- _Page text_:
┏━━
Martin Carr reviews the third episode of Preacher season 3…
Down in the darkness they run an unlicensed fight club with a difference. Donning his trademark top hat all battered, burnished and soiled with the souls of those long passed, Jesse Custer beckons you in. Participants are chained, malnourished, consigned to purgatory and looking for no prize beyond the respite which death might afford them. Wearing the vestments of a consecrated preacher man like a mocking middle finger to our gimp suited saviour, episode three offers up bullet wound surgery, early morning burnings and more than a little Southern hospitality.
This then is how Preacher sets out its stall with wheelchair bound faith healers, biker Gods in Dalmatian attire and blood sack sucking Irish reprobates. Joe Gilgun has taken a back seat thus far in this melodrama where world building rather than character progression has taken precedence. Establishing Jesse’s grandmother, estate hand Jody and simpleton TC has taken focus away from our central players. By expanding on the Southern Gothic overtones in conjunction with elements of Walter Hill’s Southern Comfort tonally, Preacher has gained depth through locale rather than interaction. Where the switch occurs on this occasion involves the meeting of Gilgun’s Cassidy and Buckley’s Gran’ma.
┗━━
- _Entries drawn from a collection_:
┏━━
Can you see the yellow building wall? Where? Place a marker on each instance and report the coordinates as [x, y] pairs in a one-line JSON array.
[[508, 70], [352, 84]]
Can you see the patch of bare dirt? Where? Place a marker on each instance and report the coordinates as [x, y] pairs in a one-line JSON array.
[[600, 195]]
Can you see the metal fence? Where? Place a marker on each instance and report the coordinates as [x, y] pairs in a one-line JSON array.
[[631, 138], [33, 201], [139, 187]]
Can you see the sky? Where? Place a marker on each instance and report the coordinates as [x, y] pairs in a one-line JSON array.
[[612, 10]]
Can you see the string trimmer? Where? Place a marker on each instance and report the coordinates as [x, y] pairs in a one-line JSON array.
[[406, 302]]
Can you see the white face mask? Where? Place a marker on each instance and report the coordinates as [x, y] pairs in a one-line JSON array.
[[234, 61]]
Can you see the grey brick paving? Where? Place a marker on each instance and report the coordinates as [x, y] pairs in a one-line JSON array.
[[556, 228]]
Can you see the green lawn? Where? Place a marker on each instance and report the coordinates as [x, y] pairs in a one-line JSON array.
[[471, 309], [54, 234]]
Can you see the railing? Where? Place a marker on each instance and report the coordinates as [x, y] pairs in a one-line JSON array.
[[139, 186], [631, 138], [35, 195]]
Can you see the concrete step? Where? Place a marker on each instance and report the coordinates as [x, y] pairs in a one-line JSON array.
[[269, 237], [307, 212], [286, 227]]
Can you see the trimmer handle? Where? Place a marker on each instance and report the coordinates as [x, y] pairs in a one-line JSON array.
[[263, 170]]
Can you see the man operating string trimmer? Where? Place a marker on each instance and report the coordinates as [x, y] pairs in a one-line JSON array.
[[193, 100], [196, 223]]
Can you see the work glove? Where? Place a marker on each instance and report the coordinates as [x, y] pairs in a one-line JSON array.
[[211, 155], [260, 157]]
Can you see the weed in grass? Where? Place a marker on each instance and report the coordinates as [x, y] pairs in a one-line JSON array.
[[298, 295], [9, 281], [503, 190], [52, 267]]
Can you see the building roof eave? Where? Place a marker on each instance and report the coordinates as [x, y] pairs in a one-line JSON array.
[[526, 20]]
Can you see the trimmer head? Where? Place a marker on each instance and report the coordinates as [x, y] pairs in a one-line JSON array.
┗━━
- _What you need to do_:
• a. Print the part of the Preacher review that begins at the words "This then is" and stops after the words "and Buckley’s Gran’ma.", copying it without any changes.
• b. Please proceed with the Preacher review, picking up right after its final sentence.

- _Answers to each task_:
• a.
This then is how Preacher sets out its stall with wheelchair bound faith healers, biker Gods in Dalmatian attire and blood sack sucking Irish reprobates. Joe Gilgun has taken a back seat thus far in this melodrama where world building rather than character progression has taken precedence. Establishing Jesse’s grandmother, estate hand Jody and simpleton TC has taken focus away from our central players. By expanding on the Southern Gothic overtones in conjunction with elements of Walter Hill’s Southern Comfort tonally, Preacher has gained depth through locale rather than interaction. Where the switch occurs on this occasion involves the meeting of Gilgun’s Cassidy and Buckley’s Gran’ma.

• b.
Amongst this episode’s other madness those moments between these two actors proves to be the most insidious. There are inflections, glances and dramatic motivations being batted back and forth between them which makes almost everything else disappear. Tulip’s digressions with TC and our Lord Almighty might be intriguing from a theological standpoint, but that is more distraction than solid entertainment. Bearded men in gimp suits are more deviant than devious and Ruth Negga playing sass against celestial manifestations is pure comic book.
Meanwhile Jesse and Jody may still be at loggerheads but Cooper is bouncing around achieving little whilst slowly being funnelled into a no win situation. At this point he is static because his grandmother has both hands around those balls and squeezes when she pleases. For that reason then it becomes the responsibility of Cassidy to ground this madness. Laid back literally in perpetual recovery his blood sack antics somehow make him more human. Bloody napkins, slaughtered chickens and a bull elephant’s tolerance for illegal substances has made Irish not only sympathetic but emotionally vulnerable. Making this season not only sordid, sultry and in need of salvation, but beyond the philosophical musings of a sexually deviant deity surprisingly soulful.